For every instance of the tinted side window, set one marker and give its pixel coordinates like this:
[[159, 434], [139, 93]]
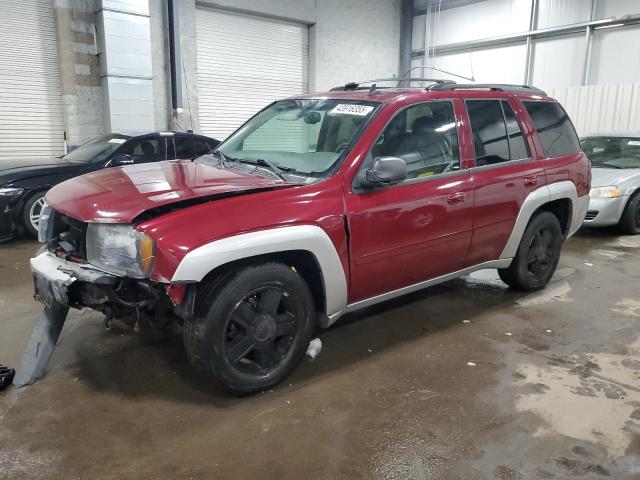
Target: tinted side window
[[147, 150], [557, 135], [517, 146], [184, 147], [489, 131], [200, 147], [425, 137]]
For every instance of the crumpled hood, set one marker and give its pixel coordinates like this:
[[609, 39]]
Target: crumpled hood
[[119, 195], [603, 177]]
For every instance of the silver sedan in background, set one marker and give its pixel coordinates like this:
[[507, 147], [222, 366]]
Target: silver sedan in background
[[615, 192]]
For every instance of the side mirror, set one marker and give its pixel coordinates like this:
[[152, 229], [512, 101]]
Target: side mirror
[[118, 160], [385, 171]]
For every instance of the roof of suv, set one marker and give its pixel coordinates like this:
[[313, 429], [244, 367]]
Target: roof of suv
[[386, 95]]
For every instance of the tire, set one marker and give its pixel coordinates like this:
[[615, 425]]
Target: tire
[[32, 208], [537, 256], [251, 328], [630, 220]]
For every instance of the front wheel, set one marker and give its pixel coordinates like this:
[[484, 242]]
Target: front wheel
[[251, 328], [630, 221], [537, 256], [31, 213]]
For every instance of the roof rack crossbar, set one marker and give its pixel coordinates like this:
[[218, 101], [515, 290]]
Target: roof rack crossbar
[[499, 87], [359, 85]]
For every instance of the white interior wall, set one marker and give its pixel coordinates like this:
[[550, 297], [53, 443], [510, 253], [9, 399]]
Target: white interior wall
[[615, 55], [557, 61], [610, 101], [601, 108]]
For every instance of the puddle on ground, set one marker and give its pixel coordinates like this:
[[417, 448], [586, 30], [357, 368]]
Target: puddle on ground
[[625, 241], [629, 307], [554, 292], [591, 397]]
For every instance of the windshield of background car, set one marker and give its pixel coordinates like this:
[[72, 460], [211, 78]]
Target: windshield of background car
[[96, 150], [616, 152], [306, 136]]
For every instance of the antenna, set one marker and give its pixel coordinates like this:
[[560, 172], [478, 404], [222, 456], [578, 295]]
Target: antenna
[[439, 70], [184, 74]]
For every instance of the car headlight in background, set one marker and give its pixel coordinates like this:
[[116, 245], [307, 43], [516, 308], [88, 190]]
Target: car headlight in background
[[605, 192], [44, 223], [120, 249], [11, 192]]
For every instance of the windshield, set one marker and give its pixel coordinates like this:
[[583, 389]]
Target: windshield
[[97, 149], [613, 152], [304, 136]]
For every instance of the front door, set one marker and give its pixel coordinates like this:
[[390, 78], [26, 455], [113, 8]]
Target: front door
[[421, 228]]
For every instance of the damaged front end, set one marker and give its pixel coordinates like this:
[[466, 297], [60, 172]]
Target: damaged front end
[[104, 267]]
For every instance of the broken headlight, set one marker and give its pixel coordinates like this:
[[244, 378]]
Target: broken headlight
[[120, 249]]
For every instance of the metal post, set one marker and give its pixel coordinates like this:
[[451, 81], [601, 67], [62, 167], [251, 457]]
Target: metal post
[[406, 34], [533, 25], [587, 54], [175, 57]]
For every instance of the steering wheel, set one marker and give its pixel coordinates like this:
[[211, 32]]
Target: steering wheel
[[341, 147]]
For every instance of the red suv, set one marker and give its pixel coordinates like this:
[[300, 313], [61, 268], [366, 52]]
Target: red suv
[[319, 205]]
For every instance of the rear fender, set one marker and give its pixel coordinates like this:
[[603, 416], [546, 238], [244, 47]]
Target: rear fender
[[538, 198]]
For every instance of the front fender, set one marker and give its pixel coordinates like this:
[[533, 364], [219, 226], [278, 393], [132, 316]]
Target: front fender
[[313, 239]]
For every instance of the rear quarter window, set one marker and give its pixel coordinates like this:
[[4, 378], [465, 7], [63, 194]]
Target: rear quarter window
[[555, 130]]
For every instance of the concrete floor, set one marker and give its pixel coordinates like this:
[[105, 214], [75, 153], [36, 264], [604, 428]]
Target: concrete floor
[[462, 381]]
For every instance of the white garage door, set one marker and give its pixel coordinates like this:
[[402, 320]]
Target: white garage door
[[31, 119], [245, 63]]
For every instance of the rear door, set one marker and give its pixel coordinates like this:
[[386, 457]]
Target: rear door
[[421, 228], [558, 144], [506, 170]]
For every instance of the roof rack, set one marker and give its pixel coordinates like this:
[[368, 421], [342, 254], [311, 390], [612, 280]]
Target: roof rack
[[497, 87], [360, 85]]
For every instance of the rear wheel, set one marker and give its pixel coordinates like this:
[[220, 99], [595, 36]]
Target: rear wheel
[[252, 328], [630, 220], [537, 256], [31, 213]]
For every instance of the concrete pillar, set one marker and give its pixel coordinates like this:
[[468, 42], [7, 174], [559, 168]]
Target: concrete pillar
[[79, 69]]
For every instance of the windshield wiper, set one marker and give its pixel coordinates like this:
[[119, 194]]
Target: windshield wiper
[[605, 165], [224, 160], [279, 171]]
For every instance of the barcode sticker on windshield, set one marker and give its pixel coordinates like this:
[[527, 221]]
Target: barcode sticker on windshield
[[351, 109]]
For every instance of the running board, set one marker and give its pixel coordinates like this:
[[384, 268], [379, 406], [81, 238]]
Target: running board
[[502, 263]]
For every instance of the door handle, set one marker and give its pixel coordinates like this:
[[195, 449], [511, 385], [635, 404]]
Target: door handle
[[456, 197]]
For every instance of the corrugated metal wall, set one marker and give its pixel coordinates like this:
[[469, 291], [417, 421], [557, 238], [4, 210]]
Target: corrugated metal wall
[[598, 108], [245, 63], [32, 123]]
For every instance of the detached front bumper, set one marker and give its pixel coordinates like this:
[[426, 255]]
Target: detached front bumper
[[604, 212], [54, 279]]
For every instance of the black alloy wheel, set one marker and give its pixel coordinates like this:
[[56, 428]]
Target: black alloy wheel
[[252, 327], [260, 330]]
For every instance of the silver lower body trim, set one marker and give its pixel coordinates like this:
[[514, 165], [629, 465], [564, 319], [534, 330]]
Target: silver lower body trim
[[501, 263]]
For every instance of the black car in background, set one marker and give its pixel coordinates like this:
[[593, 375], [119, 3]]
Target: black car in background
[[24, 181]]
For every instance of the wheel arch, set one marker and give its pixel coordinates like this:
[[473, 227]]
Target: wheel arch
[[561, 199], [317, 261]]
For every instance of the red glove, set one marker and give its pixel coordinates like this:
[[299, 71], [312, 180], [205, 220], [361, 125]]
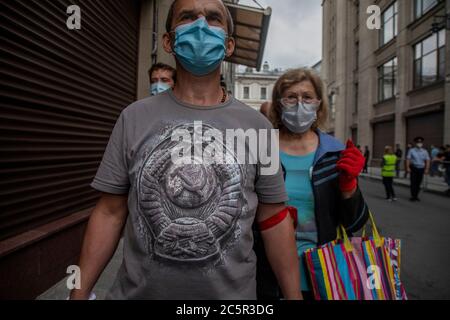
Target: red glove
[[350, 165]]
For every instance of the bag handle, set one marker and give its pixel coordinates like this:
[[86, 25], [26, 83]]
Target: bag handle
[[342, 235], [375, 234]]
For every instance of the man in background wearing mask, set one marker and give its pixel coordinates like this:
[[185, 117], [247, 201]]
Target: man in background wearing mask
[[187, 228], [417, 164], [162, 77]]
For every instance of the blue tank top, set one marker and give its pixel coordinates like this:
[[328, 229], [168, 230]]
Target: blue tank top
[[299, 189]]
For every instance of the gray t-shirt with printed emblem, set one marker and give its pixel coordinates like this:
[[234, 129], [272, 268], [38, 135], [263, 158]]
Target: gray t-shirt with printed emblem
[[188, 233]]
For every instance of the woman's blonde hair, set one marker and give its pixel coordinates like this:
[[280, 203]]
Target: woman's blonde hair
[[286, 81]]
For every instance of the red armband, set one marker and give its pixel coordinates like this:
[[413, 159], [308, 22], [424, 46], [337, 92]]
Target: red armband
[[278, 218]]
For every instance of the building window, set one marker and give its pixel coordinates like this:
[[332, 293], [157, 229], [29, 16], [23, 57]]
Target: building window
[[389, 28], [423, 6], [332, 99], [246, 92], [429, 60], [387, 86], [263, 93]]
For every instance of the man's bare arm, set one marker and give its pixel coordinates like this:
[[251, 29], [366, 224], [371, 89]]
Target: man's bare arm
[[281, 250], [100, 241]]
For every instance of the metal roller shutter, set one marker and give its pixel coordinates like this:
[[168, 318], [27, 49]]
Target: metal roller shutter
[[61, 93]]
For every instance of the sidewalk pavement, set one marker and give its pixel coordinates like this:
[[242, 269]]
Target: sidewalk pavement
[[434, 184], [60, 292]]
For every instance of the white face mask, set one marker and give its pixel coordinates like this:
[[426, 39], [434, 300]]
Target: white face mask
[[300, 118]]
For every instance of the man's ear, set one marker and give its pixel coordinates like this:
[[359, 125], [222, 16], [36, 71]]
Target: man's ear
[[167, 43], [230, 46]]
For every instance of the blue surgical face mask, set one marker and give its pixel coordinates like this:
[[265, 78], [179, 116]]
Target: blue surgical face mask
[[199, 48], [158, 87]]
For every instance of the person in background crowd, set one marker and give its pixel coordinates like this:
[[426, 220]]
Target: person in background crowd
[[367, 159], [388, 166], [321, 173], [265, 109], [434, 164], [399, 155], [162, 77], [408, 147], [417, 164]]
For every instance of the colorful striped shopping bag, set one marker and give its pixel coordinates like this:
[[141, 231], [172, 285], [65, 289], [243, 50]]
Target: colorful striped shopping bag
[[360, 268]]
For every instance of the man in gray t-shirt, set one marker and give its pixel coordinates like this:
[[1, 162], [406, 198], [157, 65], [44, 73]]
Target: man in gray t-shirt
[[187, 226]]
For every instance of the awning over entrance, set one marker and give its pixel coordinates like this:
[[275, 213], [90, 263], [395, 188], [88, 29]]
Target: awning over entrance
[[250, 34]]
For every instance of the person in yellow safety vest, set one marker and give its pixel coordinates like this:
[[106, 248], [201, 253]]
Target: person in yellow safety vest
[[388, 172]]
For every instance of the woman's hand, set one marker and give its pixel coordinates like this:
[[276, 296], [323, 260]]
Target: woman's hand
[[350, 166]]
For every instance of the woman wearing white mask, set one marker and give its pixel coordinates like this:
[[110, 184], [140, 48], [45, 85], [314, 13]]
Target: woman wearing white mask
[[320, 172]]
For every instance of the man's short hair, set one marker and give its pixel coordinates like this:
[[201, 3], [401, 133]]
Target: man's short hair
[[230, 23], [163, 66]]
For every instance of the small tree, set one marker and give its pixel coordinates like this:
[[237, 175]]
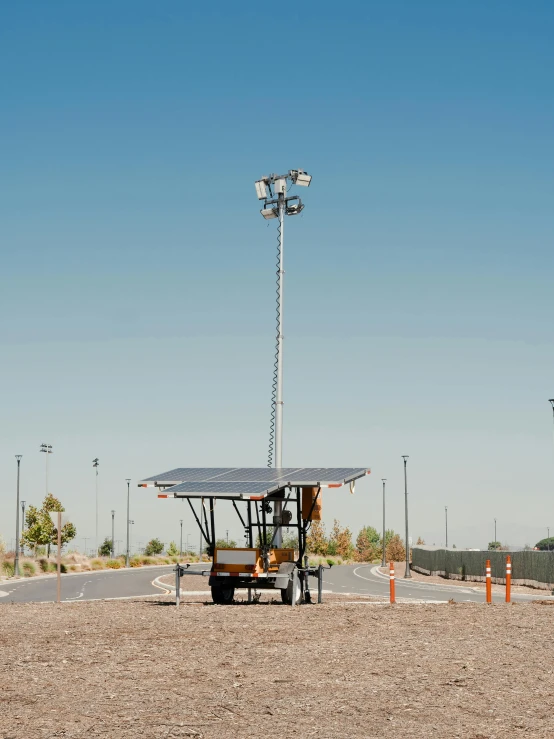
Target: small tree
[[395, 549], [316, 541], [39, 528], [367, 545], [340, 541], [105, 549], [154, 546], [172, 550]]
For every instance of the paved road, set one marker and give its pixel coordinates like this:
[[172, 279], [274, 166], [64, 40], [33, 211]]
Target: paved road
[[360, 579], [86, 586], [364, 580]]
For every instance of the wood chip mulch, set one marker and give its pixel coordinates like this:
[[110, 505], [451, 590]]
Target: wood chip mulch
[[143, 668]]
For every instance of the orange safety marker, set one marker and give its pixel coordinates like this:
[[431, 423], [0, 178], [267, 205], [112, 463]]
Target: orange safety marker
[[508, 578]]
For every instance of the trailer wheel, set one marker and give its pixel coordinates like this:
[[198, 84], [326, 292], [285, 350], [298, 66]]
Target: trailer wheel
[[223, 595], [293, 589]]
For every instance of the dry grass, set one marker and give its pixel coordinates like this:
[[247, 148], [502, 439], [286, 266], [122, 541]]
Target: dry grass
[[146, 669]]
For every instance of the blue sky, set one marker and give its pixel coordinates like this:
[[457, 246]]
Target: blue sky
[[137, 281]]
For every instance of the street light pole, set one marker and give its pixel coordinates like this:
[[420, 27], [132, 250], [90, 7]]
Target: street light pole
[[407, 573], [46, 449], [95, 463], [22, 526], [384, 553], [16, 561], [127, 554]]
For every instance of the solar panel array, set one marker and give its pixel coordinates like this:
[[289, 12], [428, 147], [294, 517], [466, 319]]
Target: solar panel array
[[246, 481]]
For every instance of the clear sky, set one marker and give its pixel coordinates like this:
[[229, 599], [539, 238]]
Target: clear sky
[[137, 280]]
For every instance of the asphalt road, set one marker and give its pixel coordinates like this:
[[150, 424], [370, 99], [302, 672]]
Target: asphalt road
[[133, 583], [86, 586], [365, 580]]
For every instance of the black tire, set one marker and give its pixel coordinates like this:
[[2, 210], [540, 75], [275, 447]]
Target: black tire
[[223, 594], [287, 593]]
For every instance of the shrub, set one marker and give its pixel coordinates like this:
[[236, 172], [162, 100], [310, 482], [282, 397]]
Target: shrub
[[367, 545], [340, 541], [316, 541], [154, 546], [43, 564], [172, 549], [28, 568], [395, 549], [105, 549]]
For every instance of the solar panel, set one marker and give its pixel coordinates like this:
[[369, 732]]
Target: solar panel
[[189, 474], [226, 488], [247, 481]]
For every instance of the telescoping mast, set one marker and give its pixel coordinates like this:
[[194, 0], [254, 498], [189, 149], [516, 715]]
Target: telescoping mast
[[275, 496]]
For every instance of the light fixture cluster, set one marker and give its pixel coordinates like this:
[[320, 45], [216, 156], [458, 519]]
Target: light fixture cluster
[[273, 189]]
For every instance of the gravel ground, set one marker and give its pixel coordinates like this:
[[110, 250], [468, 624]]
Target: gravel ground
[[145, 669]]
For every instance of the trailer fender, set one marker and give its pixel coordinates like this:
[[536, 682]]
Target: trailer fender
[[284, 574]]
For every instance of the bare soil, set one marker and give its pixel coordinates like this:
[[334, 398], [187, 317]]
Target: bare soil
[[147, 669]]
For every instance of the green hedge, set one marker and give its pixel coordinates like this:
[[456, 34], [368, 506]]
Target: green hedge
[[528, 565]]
##########
YOUR INSTRUCTIONS: Print the data above verbatim, starting at the line that contains "For every instance of the white interior" and ending at the line that contains "[[319, 205]]". Include both of those lines.

SOLUTION BELOW:
For every instance of the white interior wall, set one marker and give its pixel coordinates like this:
[[550, 297], [53, 443], [510, 253], [9, 399]]
Target: white interior wall
[[615, 55], [557, 61], [610, 101], [601, 108]]
For every instance of the puddle on ground, set one marker and give its pixel coordinates like this:
[[417, 448], [586, 30], [357, 368]]
Target: puddle on ground
[[625, 241], [629, 307], [554, 292], [591, 397]]
For every instance of the windshield of background car, set one marker and give its pixel coordinates like this:
[[72, 460], [211, 78]]
Target: windshield of background car
[[96, 150], [616, 152], [306, 136]]
For every instance of the antenna, set one marker and give its pixel coordinates like this:
[[560, 172], [478, 404], [222, 456], [578, 295]]
Target: antenna
[[439, 70], [184, 74]]
For every instance of the car headlight in background, set one marker and give its pixel coordinates like this:
[[116, 245], [307, 43], [516, 308], [88, 190]]
Target: car headlight in background
[[605, 192], [44, 223], [120, 249], [11, 192]]
For every instance of the windshield, set one marker and give its pixel coordinates like this:
[[583, 389]]
Target: windshield
[[97, 149], [613, 152], [304, 136]]
For every instance of the front door, set one marker and give its pixel coordinates like this:
[[390, 78], [26, 455], [113, 8]]
Target: front door
[[421, 228]]
For every instance of the damaged front end, set one marker and give its pixel coordinates like this:
[[466, 297], [60, 172]]
Target: damaged front end
[[104, 267]]
For every instance of the broken headlight, set one marker and give its pixel coordinates like this:
[[244, 378]]
Target: broken headlight
[[120, 249]]
For every instance of the metal post, set one marker and give its pixel coordinates like this:
[[451, 81], [601, 67], [62, 167], [251, 457]]
Target: metal post
[[406, 34], [533, 25], [587, 54], [175, 57]]
For every instance of the steering wheel, set one marker and give its pixel coordinates like this:
[[211, 32]]
Target: steering wheel
[[341, 147]]
For every instance of the red suv, set one marker and give its pixel coordinates like this:
[[300, 313], [61, 268], [366, 52]]
Target: red suv
[[319, 205]]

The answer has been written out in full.